# [YOUR OBJECTIVE]
Convert every line in the records below into a JSON list of strings, with one string per line and no blank lines.
# DATA SUPPLIED start
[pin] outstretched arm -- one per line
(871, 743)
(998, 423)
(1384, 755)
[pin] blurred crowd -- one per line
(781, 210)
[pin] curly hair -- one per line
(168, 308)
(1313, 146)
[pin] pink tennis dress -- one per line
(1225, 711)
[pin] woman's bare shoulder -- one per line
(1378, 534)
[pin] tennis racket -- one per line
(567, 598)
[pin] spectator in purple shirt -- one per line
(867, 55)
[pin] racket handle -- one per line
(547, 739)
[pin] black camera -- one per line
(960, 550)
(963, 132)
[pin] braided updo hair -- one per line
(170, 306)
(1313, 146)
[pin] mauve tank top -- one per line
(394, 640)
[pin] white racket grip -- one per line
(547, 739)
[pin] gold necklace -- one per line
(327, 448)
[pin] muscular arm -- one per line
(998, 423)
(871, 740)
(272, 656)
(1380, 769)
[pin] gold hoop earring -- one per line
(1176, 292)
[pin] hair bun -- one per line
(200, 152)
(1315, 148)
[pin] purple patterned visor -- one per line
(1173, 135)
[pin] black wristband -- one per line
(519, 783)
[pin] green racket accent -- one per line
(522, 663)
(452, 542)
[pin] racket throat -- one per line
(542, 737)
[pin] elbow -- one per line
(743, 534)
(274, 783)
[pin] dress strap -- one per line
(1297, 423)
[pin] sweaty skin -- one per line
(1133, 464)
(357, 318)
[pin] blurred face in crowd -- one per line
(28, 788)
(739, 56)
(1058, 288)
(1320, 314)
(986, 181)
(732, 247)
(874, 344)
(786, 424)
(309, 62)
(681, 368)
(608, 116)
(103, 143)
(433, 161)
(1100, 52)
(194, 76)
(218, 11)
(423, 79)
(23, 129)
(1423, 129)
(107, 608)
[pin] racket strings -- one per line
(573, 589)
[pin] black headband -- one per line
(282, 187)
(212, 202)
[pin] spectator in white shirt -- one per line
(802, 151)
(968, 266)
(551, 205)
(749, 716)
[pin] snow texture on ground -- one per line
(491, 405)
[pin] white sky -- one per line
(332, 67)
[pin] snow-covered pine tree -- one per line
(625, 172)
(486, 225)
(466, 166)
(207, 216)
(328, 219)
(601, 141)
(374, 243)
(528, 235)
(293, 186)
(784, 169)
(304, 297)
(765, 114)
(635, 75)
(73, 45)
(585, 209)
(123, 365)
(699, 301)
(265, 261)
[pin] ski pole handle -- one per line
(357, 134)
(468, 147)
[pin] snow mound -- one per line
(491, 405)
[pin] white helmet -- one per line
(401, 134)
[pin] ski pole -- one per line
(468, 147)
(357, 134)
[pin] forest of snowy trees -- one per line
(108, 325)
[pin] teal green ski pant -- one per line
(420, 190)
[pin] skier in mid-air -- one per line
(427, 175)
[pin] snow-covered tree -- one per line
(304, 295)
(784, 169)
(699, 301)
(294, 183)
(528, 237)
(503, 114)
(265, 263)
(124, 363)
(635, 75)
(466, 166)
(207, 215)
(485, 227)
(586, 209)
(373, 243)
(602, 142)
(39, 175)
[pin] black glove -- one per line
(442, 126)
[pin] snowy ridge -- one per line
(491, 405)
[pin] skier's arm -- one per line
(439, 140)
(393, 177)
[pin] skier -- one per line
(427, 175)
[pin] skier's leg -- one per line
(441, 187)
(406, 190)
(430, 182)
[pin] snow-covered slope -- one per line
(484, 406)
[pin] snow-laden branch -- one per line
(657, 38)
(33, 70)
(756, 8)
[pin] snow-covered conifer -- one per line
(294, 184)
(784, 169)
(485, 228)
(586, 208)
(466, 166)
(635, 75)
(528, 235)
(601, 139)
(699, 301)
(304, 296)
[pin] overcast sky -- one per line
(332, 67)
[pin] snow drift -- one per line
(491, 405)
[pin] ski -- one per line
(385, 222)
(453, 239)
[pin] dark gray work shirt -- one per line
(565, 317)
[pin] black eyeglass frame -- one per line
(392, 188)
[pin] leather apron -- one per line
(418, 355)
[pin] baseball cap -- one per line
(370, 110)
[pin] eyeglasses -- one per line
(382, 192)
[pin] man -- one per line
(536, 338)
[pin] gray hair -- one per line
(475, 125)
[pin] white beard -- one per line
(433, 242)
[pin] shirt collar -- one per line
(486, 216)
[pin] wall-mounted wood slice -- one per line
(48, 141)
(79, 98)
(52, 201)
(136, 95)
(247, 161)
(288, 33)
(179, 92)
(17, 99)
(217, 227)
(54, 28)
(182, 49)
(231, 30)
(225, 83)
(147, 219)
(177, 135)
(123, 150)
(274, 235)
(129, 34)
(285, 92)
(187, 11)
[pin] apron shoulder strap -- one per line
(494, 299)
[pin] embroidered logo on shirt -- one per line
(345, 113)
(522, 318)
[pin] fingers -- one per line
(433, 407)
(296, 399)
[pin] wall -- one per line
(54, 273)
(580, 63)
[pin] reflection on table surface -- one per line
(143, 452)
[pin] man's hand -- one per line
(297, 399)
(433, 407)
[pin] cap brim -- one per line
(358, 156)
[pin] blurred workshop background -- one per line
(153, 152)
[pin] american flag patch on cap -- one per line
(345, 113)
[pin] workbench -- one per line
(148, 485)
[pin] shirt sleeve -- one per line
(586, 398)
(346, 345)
# DATA SUPPLIED end
# [FINISHED ANSWER]
[
  "[pin] outstretched arm -- one per line",
  "(871, 743)",
  "(998, 423)",
  "(1384, 755)",
  "[pin] blurred crowd -- one per line",
  "(781, 210)",
  "[pin] curly hair -- one per line",
  "(168, 308)",
  "(1313, 146)",
  "[pin] pink tennis dress -- one per line",
  "(1225, 711)",
  "[pin] woman's bare shoulder -- one per line",
  "(1378, 534)",
  "[pin] tennis racket -- one per line",
  "(567, 598)",
  "[pin] spectator in purple shirt -- one per line",
  "(867, 55)",
  "[pin] racket handle -- one per line",
  "(547, 739)",
  "[pin] black camera -- one per line",
  "(960, 550)",
  "(963, 132)",
  "[pin] braided updo hair -- one per line",
  "(170, 306)",
  "(1313, 146)",
  "[pin] mauve tank top -- one per line",
  "(394, 640)",
  "[pin] white racket grip -- one per line",
  "(547, 739)",
  "[pin] gold necklace -- one per line",
  "(327, 448)",
  "[pin] muscular arm -- one per line",
  "(998, 423)",
  "(871, 740)",
  "(272, 656)",
  "(1380, 769)",
  "[pin] gold hoop earring -- one per line",
  "(1176, 292)",
  "[pin] hair bun -- one per line",
  "(200, 152)",
  "(1315, 148)",
  "[pin] purple patterned visor -- one per line",
  "(1173, 135)",
  "[pin] black wristband -- one per line",
  "(519, 783)",
  "[pin] green racket accent -- one per line",
  "(522, 663)",
  "(452, 542)",
  "[pin] racket throat -- one per line",
  "(542, 737)",
  "[pin] elbow -- one per line",
  "(743, 534)",
  "(274, 783)",
  "[pin] dress strap -- one per line",
  "(1297, 423)",
  "[pin] sweaty skin -- one per line",
  "(1133, 464)",
  "(357, 318)",
  "[pin] blurred face in crowd -- one per line",
  "(28, 788)",
  "(739, 56)",
  "(1058, 288)",
  "(1320, 314)",
  "(986, 181)",
  "(732, 247)",
  "(874, 344)",
  "(786, 424)",
  "(309, 62)",
  "(681, 368)",
  "(608, 116)",
  "(103, 143)",
  "(433, 161)",
  "(1100, 52)",
  "(194, 76)",
  "(218, 11)",
  "(423, 79)",
  "(23, 129)",
  "(1423, 129)",
  "(107, 608)",
  "[pin] racket strings -- one per line",
  "(573, 589)",
  "[pin] black headband -- one per line",
  "(282, 187)",
  "(212, 202)",
  "[pin] spectator in white shirt -- one per line",
  "(802, 151)",
  "(968, 266)",
  "(551, 205)",
  "(749, 716)",
  "[pin] snow texture on ground -- one per line",
  "(491, 405)",
  "[pin] white sky -- one per line",
  "(332, 67)",
  "[pin] snow-covered pine tree -- one per line",
  "(625, 172)",
  "(486, 225)",
  "(466, 166)",
  "(207, 216)",
  "(328, 219)",
  "(601, 141)",
  "(374, 243)",
  "(528, 235)",
  "(293, 186)",
  "(784, 169)",
  "(304, 297)",
  "(765, 114)",
  "(635, 75)",
  "(73, 45)",
  "(585, 209)",
  "(123, 365)",
  "(699, 301)",
  "(265, 261)",
  "[pin] ski pole handle -- one per line",
  "(357, 134)",
  "(468, 147)",
  "[pin] snow mound -- one per line",
  "(491, 405)",
  "[pin] white helmet -- one per line",
  "(401, 134)",
  "[pin] ski pole -- one per line",
  "(468, 147)",
  "(357, 134)",
  "[pin] forest of snowy trees -- one per line",
  "(108, 325)",
  "[pin] teal green ski pant -- one per line",
  "(420, 190)",
  "[pin] skier in mid-air -- one per line",
  "(427, 175)",
  "[pin] snow-covered tree -- one per line",
  "(304, 295)",
  "(784, 169)",
  "(699, 301)",
  "(294, 183)",
  "(528, 237)",
  "(503, 114)",
  "(265, 263)",
  "(124, 363)",
  "(635, 75)",
  "(466, 166)",
  "(207, 215)",
  "(485, 227)",
  "(586, 209)",
  "(373, 243)",
  "(602, 142)",
  "(39, 175)",
  "[pin] black glove -- one per line",
  "(442, 126)",
  "[pin] snowy ridge -- one per line",
  "(491, 405)",
  "[pin] skier's arm -- one per line",
  "(439, 140)",
  "(393, 177)",
  "[pin] skier -- one per line",
  "(427, 175)",
  "[pin] skier's leg -- one per line",
  "(441, 187)",
  "(406, 190)",
  "(430, 182)",
  "[pin] snow-covered slope -- one per line",
  "(484, 406)",
  "[pin] snow-laden branch -- one per line",
  "(657, 38)",
  "(33, 70)",
  "(756, 8)",
  "[pin] snow-covered conifer -- one per line",
  "(294, 184)",
  "(784, 169)",
  "(485, 228)",
  "(586, 208)",
  "(466, 166)",
  "(635, 75)",
  "(528, 235)",
  "(601, 139)",
  "(699, 301)",
  "(304, 296)",
  "[pin] overcast sky -- one per line",
  "(332, 67)",
  "[pin] snow drift -- one per line",
  "(491, 405)",
  "[pin] ski -- one per line",
  "(385, 222)",
  "(453, 239)",
  "[pin] dark gray work shirt -- one per line",
  "(565, 317)",
  "[pin] black eyeglass frame -- one per line",
  "(392, 188)",
  "[pin] leather apron -- one per line",
  "(418, 355)",
  "[pin] baseball cap -- one per line",
  "(370, 110)",
  "[pin] eyeglasses -- one per line",
  "(382, 192)",
  "[pin] man -- one per line",
  "(536, 338)",
  "[pin] gray hair -- one per line",
  "(475, 125)",
  "[pin] white beard -- one per line",
  "(433, 242)",
  "[pin] shirt collar -- one per line",
  "(486, 216)",
  "[pin] wall-mounted wood slice -- one per line",
  "(48, 141)",
  "(79, 98)",
  "(52, 201)",
  "(136, 95)",
  "(247, 161)",
  "(288, 33)",
  "(179, 92)",
  "(17, 99)",
  "(217, 227)",
  "(54, 28)",
  "(182, 49)",
  "(231, 30)",
  "(225, 83)",
  "(147, 219)",
  "(177, 135)",
  "(123, 150)",
  "(274, 235)",
  "(129, 34)",
  "(285, 92)",
  "(187, 11)",
  "[pin] apron shoulder strap -- one per line",
  "(494, 299)",
  "[pin] embroidered logo on shirt -- one per line",
  "(345, 113)",
  "(522, 318)",
  "[pin] fingers -- one per line",
  "(433, 407)",
  "(296, 399)",
  "[pin] wall -- one per line",
  "(54, 273)",
  "(580, 63)",
  "[pin] reflection on table surface -- one per line",
  "(143, 452)",
  "[pin] man's hand -- one per line",
  "(297, 399)",
  "(433, 407)",
  "[pin] cap brim -- one per line",
  "(358, 156)",
  "[pin] blurred workshop background -- one per line",
  "(153, 152)",
  "[pin] american flag patch on cap -- one per line",
  "(345, 113)",
  "[pin] workbench -- one per line",
  "(148, 485)",
  "[pin] shirt sleeve -- one per line",
  "(586, 398)",
  "(346, 345)"
]